Entries from a dataset:
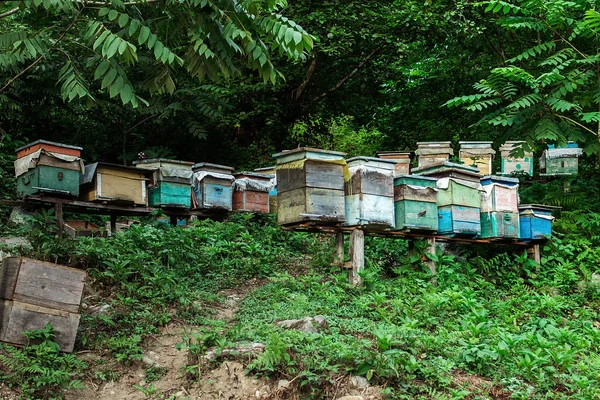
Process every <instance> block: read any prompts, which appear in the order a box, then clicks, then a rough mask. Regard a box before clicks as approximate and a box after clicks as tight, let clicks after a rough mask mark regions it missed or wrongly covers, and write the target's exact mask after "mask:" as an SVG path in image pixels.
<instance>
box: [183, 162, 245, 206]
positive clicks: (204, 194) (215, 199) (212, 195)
mask: <svg viewBox="0 0 600 400" xmlns="http://www.w3.org/2000/svg"><path fill="white" fill-rule="evenodd" d="M192 170H193V171H194V175H193V176H192V189H193V194H194V196H193V203H194V205H193V207H194V208H201V209H207V210H211V209H212V210H227V211H231V210H232V209H233V181H234V179H235V178H234V177H233V167H228V166H226V165H219V164H211V163H205V162H202V163H198V164H196V165H194V167H193V168H192Z"/></svg>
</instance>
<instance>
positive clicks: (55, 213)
mask: <svg viewBox="0 0 600 400" xmlns="http://www.w3.org/2000/svg"><path fill="white" fill-rule="evenodd" d="M54 216H55V217H56V225H57V227H58V236H59V237H62V235H63V232H64V230H65V220H64V218H63V213H62V203H56V204H54Z"/></svg>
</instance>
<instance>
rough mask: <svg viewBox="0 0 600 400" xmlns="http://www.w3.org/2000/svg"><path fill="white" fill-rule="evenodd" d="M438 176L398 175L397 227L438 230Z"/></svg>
mask: <svg viewBox="0 0 600 400" xmlns="http://www.w3.org/2000/svg"><path fill="white" fill-rule="evenodd" d="M436 182H437V178H431V177H426V176H418V175H398V176H396V178H395V179H394V215H395V224H394V225H395V228H396V229H398V230H415V231H437V230H438V219H439V217H438V209H437V192H438V190H437V189H436Z"/></svg>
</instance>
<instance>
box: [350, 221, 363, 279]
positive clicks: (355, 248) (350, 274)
mask: <svg viewBox="0 0 600 400" xmlns="http://www.w3.org/2000/svg"><path fill="white" fill-rule="evenodd" d="M350 263H351V265H352V269H351V270H350V272H349V277H348V278H349V280H350V284H351V285H354V286H361V285H362V283H363V282H362V278H361V277H360V275H359V273H360V272H361V271H362V270H363V269H364V268H365V233H364V231H363V230H361V229H355V230H353V231H352V233H351V234H350Z"/></svg>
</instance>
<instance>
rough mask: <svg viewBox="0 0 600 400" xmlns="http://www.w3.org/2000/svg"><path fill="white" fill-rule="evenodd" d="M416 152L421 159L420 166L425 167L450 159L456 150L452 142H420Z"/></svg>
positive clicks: (422, 167)
mask: <svg viewBox="0 0 600 400" xmlns="http://www.w3.org/2000/svg"><path fill="white" fill-rule="evenodd" d="M415 154H416V155H417V157H418V160H419V168H424V167H427V166H429V165H431V164H439V163H441V162H444V161H448V160H449V159H450V156H451V155H454V150H452V143H451V142H418V143H417V150H416V151H415Z"/></svg>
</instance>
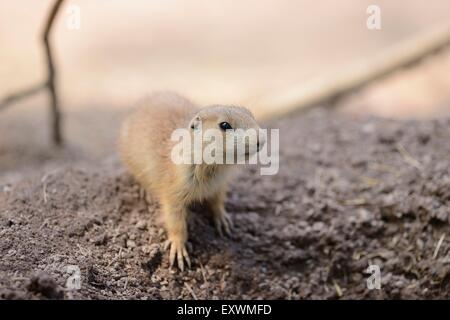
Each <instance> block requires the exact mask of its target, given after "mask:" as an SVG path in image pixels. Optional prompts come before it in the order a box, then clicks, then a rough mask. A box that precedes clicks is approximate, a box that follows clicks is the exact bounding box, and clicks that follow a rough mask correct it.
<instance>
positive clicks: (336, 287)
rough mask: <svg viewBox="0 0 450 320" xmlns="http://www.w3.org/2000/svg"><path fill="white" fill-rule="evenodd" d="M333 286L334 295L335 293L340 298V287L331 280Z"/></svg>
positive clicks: (340, 295) (341, 294)
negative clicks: (336, 294) (333, 289)
mask: <svg viewBox="0 0 450 320" xmlns="http://www.w3.org/2000/svg"><path fill="white" fill-rule="evenodd" d="M333 285H334V289H335V290H336V293H337V295H338V297H342V289H341V287H340V286H339V285H338V284H337V282H336V281H334V280H333Z"/></svg>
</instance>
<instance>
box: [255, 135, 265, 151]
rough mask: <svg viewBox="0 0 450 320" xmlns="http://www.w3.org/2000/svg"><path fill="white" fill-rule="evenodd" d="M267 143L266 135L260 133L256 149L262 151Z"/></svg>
mask: <svg viewBox="0 0 450 320" xmlns="http://www.w3.org/2000/svg"><path fill="white" fill-rule="evenodd" d="M265 144H266V137H265V136H263V135H258V141H257V142H256V150H257V151H260V150H261V149H262V148H264V145H265Z"/></svg>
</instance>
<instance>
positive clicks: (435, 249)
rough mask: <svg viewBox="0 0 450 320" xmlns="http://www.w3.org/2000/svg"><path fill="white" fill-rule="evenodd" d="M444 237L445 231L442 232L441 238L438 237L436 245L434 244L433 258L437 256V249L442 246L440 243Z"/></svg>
mask: <svg viewBox="0 0 450 320" xmlns="http://www.w3.org/2000/svg"><path fill="white" fill-rule="evenodd" d="M444 238H445V233H443V234H442V236H441V238H440V239H439V241H438V243H437V245H436V249H434V253H433V259H436V258H437V255H438V253H439V249H440V248H441V246H442V243H443V242H444Z"/></svg>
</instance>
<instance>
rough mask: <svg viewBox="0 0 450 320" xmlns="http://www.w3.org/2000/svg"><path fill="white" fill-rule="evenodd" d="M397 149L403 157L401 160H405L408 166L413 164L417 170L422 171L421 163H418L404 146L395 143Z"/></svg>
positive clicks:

Written task —
From the entries above, copy out every line that contains the word "positive".

Response to the task —
positive clicks: (204, 194) (215, 199) (212, 195)
positive clicks: (55, 213)
positive clicks: (355, 248) (350, 274)
positive clicks: (422, 167)
positive clicks: (336, 287)
positive clicks: (340, 295) (341, 294)
positive clicks: (435, 249)
positive clicks:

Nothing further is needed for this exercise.